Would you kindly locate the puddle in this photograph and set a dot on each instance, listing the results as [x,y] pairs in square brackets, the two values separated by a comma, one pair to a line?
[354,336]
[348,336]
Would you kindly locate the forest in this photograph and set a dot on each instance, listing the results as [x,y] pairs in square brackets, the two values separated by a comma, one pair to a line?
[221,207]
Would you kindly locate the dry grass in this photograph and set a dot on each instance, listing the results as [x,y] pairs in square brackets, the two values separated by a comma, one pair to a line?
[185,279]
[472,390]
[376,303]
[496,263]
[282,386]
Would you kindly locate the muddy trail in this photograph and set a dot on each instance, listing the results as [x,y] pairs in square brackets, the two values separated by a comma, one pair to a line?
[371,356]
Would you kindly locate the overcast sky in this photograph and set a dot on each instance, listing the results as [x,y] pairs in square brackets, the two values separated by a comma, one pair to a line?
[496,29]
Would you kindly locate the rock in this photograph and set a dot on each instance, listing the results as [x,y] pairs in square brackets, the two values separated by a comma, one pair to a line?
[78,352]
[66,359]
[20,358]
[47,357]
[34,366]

#### Set problem:
Copy the listing above word for word, from the first line to the last, and add nothing.

#### Answer for the task:
Would you kindly locate the puddle in this photograph and set a dot on each instance, listing the results as [x,y] pairs in square brackets, the two values separated by a comma, one pair to a line?
[354,336]
[348,336]
Would you kindly locate the forest in this photograph and set a dot on each instance, listing the results as [x,y] pairs in square brackets, the two values separated by a comma, one pair to a line?
[221,207]
Would you kindly locate the dry grass in this photograph and set a dot on each instance, listing the results as [x,y] pairs in square brackets, the two values separated by a comma, one pair to a line?
[185,279]
[472,390]
[376,303]
[496,263]
[282,386]
Would you kindly locate the muddy trail in this photograph and set a dot on each instance, listing the results as [x,y] pairs in square brackets, the two values separated by a comma, one pair to a line?
[371,356]
Would you kindly locate the overcast sky in this photograph and set a dot on each instance, listing the results as [x,y] pairs in square brackets, the two values separated by a comma, one pair to a line?
[496,29]
Would you kindly locate the rock in this photograph and set a dot on each instance, listing the results as [x,y] pairs in square brackets, the two values separated by a comma, one pair to a line?
[78,352]
[66,359]
[20,358]
[47,357]
[34,366]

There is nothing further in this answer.